[Entries shown — start]

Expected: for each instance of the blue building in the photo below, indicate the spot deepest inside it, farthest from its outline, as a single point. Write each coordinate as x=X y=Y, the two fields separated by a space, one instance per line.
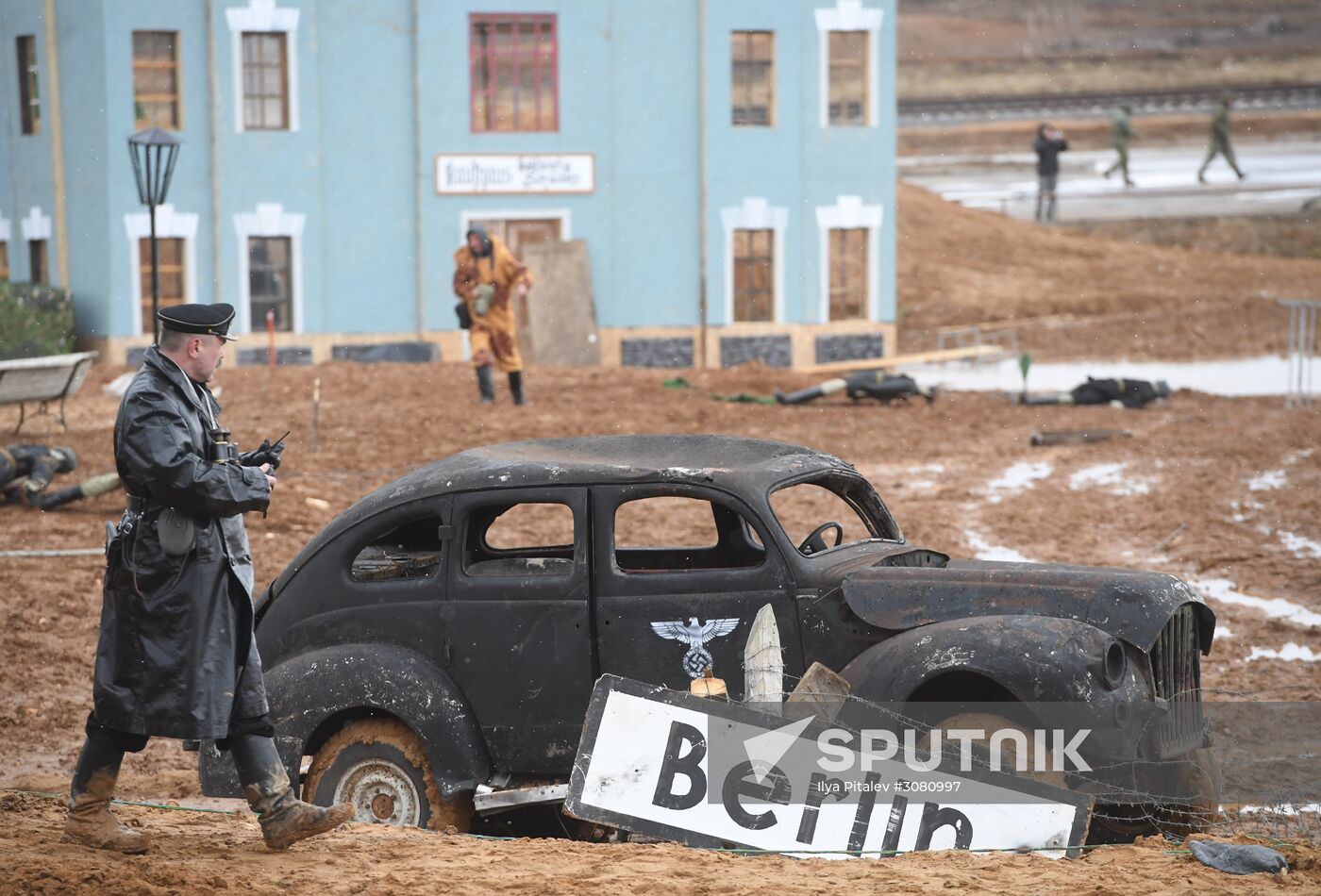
x=729 y=164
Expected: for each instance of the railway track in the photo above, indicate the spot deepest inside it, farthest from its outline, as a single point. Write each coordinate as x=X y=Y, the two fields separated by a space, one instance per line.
x=937 y=111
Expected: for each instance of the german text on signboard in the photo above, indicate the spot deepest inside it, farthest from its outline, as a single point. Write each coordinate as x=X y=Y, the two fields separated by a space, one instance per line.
x=699 y=772
x=501 y=173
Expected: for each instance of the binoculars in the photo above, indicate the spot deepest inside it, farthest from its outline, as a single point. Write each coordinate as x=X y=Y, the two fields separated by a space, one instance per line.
x=222 y=449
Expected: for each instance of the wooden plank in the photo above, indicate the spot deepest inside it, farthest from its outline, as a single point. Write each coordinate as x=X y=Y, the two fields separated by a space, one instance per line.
x=560 y=310
x=891 y=362
x=763 y=667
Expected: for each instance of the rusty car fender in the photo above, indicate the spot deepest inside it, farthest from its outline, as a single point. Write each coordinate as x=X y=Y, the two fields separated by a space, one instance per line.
x=1036 y=658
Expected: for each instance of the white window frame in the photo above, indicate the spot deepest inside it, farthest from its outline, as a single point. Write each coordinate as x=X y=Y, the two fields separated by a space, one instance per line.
x=264 y=16
x=36 y=225
x=849 y=16
x=270 y=219
x=169 y=224
x=848 y=212
x=756 y=214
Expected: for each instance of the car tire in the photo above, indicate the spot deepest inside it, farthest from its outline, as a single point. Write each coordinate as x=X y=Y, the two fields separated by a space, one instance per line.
x=994 y=722
x=380 y=768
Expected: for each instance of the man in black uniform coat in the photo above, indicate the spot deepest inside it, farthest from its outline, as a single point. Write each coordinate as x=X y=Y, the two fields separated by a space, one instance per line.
x=177 y=657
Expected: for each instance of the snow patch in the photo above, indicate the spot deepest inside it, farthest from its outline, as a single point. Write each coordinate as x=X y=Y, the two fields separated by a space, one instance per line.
x=1291 y=652
x=1224 y=591
x=1268 y=480
x=1017 y=478
x=1301 y=548
x=1109 y=476
x=986 y=551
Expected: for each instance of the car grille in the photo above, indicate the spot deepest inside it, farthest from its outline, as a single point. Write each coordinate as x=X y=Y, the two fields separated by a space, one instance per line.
x=1176 y=667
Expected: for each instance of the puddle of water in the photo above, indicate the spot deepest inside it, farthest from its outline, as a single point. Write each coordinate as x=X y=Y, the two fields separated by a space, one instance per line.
x=1245 y=376
x=986 y=551
x=1109 y=476
x=1301 y=548
x=1016 y=478
x=1224 y=591
x=1291 y=652
x=1268 y=480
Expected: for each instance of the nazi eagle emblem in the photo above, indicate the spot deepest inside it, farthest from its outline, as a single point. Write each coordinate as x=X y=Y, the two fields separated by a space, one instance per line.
x=695 y=635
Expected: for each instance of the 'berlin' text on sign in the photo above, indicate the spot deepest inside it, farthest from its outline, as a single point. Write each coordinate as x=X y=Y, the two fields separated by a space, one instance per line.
x=515 y=173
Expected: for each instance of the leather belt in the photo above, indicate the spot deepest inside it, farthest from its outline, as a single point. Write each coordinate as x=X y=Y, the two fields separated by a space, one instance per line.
x=141 y=505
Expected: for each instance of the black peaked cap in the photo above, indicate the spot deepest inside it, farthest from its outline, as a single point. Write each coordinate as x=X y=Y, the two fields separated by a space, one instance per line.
x=202 y=320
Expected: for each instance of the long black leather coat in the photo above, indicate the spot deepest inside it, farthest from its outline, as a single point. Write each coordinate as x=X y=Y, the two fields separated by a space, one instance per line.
x=176 y=656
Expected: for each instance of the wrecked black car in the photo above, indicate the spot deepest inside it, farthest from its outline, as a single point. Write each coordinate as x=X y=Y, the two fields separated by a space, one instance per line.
x=439 y=640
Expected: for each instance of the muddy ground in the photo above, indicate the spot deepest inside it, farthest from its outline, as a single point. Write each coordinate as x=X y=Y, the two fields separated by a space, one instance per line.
x=1209 y=489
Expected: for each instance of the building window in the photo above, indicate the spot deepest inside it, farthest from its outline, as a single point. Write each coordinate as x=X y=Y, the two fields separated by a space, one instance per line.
x=169 y=263
x=514 y=83
x=29 y=99
x=37 y=264
x=156 y=81
x=848 y=78
x=848 y=274
x=752 y=90
x=271 y=281
x=755 y=274
x=266 y=81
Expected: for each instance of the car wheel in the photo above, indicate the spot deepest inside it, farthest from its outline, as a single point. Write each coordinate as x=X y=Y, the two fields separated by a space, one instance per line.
x=380 y=768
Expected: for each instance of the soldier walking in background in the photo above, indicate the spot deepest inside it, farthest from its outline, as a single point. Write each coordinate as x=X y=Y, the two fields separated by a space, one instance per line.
x=1120 y=132
x=1221 y=141
x=1047 y=147
x=486 y=277
x=176 y=656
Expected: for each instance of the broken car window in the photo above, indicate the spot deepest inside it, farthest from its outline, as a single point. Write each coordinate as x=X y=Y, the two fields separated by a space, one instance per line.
x=806 y=506
x=677 y=533
x=411 y=551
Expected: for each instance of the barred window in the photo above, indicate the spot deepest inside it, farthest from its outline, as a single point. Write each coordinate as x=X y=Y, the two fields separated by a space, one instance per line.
x=29 y=98
x=39 y=265
x=156 y=94
x=169 y=263
x=271 y=281
x=848 y=78
x=266 y=81
x=514 y=79
x=755 y=274
x=848 y=274
x=752 y=89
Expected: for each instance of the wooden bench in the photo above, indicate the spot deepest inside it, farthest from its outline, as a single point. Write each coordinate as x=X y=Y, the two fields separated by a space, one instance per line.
x=42 y=380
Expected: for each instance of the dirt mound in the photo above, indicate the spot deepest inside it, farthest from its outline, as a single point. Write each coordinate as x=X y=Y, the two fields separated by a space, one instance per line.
x=1074 y=296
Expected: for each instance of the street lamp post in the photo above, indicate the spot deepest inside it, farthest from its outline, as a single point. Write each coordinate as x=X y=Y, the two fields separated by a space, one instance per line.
x=154 y=153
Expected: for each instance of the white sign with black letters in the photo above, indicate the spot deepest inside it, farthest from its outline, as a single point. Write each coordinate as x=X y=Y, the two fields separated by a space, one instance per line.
x=504 y=173
x=666 y=764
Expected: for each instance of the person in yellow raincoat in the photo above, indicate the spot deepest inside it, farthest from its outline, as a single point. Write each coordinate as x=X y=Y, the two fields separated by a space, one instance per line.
x=486 y=277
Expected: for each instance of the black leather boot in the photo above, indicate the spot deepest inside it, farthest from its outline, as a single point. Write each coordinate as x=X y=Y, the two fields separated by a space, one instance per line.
x=90 y=821
x=515 y=387
x=485 y=384
x=284 y=819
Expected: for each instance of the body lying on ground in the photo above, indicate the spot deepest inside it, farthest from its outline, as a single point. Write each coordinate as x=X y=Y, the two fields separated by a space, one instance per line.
x=1129 y=393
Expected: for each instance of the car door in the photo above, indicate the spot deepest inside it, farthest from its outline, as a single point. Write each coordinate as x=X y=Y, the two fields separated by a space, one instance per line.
x=680 y=572
x=517 y=622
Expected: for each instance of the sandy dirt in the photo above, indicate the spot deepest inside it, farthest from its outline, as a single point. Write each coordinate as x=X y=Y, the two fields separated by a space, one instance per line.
x=1205 y=487
x=1080 y=297
x=210 y=853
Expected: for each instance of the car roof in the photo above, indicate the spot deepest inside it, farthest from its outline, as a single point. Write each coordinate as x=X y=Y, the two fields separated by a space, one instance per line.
x=735 y=463
x=732 y=462
x=587 y=459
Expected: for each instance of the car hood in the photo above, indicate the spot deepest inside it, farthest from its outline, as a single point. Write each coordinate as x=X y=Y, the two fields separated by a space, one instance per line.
x=1129 y=605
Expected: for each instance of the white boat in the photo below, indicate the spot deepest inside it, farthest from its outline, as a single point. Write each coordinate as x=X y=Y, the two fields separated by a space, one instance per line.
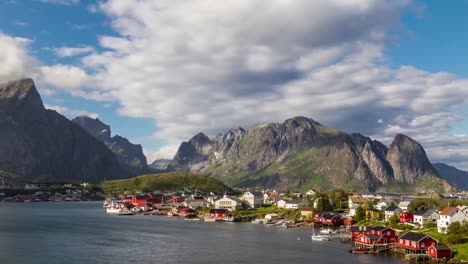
x=327 y=231
x=125 y=212
x=112 y=210
x=106 y=203
x=258 y=221
x=321 y=237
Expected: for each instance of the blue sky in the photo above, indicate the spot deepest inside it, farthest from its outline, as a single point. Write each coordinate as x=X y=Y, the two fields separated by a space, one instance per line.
x=158 y=73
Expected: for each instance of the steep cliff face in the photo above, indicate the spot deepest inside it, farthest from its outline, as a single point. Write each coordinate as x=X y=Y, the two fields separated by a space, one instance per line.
x=453 y=175
x=129 y=155
x=302 y=153
x=41 y=145
x=408 y=160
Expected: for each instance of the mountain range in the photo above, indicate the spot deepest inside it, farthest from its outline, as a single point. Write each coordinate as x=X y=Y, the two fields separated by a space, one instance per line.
x=37 y=144
x=301 y=153
x=129 y=155
x=458 y=177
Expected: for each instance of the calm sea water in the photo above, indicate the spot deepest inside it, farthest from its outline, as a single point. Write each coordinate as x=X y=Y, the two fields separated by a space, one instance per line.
x=81 y=232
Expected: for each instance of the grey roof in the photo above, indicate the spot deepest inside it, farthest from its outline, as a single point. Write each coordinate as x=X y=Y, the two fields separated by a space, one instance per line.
x=442 y=247
x=412 y=236
x=420 y=212
x=372 y=236
x=257 y=193
x=360 y=228
x=391 y=208
x=380 y=228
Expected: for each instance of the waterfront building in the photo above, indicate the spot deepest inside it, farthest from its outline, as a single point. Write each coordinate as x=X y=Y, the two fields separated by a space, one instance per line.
x=406 y=218
x=449 y=215
x=422 y=217
x=252 y=199
x=307 y=213
x=440 y=252
x=355 y=202
x=387 y=234
x=358 y=230
x=218 y=213
x=229 y=203
x=391 y=211
x=416 y=242
x=404 y=205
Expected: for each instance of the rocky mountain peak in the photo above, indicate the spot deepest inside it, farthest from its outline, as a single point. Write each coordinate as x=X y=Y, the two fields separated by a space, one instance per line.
x=301 y=121
x=94 y=126
x=20 y=96
x=409 y=160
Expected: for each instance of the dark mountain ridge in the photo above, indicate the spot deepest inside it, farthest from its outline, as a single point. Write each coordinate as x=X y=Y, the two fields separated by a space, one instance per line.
x=301 y=153
x=129 y=155
x=453 y=175
x=37 y=144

[Entries shown — finish]

Copy exactly. Start at the line containing "Expected: for each instance of the rocky" and continue through the last line of the records.

» **Answer to the exercise**
Expected: for each instance of the rocky mountain peak in the photo above, indicate the spot deepest inside it, farthest from its outline, as a single point. Write each coordinate as x=X y=Y, the two fields separated by a space, one instance per line.
x=301 y=121
x=94 y=126
x=20 y=96
x=409 y=160
Expected: for each instance of the dark mountain ridge in the photo above, indicate the spot deepest inside it, farthest from its outline, as a single point. Write each coordinate as x=X y=Y, the two fields separated by a space, one instance per line.
x=301 y=153
x=129 y=155
x=453 y=175
x=37 y=144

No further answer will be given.